Exercise brief
Output everything in the data exactly, leaving the pictures out.

= = =

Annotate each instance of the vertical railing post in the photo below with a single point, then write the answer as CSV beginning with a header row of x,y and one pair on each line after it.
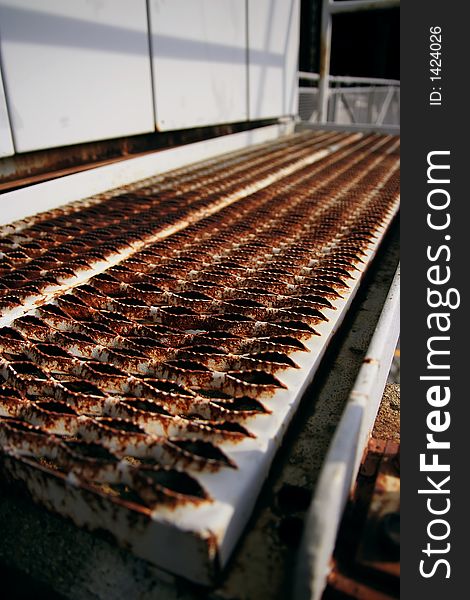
x,y
325,55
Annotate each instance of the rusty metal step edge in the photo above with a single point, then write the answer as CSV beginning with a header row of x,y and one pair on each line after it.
x,y
344,455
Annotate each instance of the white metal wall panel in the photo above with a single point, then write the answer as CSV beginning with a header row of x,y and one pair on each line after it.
x,y
75,71
6,142
273,40
199,62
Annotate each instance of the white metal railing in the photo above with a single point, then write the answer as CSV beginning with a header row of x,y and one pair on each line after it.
x,y
328,102
350,100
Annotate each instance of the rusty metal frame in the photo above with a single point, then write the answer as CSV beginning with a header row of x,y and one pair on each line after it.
x,y
200,538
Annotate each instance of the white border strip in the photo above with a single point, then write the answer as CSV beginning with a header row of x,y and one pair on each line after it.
x,y
344,456
34,199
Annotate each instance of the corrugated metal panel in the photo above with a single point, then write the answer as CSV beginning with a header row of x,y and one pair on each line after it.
x,y
199,62
75,71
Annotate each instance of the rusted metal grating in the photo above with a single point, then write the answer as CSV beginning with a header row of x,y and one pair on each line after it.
x,y
157,340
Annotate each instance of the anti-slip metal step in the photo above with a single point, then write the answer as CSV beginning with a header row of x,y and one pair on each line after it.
x,y
157,340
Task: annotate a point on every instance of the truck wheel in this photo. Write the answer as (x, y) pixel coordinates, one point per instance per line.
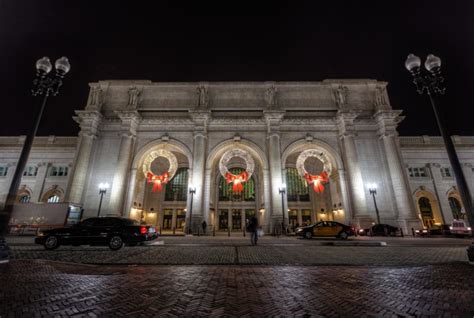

= = =

Task output
Annotate each instance of the vertical railing post in the photo below with a single point, then write the answer as CSV beginning with a header row of x,y and one pair on each line after it.
x,y
325,55
Annotate each instance of the rusty metal step edge in the photo above with a single point, then write the answer as CSV beginning with a header row of x,y and one pair on each line after it.
x,y
344,455
Annotate each instance of the white metal wall panel in the photo above with a single point, then write the answer as CSV beginning with a header row of x,y and one pair on each line after it.
x,y
75,71
6,142
273,40
199,62
Annotate each instance of the white metal railing in the photo above with a single point, then write the answer as CSV beginning with a header row of x,y and one pair on each line after it.
x,y
328,102
350,100
Annotate each instance of the rusty metal frame in the photo above with a single point, then write the answer as CSV beginning with a header row of x,y and one pair on each line after it.
x,y
200,538
Annotate each instance of the white border strip in the photo above with a single point, then write the answer as CSV beginning with a header row of x,y and one pair on each line after it.
x,y
344,456
34,199
Annotate each instance of the corrugated metal panel in the photo above with a single point, then write the answer as CSV beginning with a header row of x,y and one pair on each line after it.
x,y
199,62
75,71
Annotate each instance of the rusted metal grating in the photo above with a single point, then write the answer as CSV beginning with a header row of x,y and one pair on each line after it.
x,y
157,340
Annotate each instance of the anti-slip metal step in the photo above with a single point, then write the answer as CSV beginning with a header row of x,y and one pair on each line after it.
x,y
157,340
Task: annotate a point on every instance of the truck wheel in this photo. Write the answer as (x, y) pixel coordinates, one point per instance per line.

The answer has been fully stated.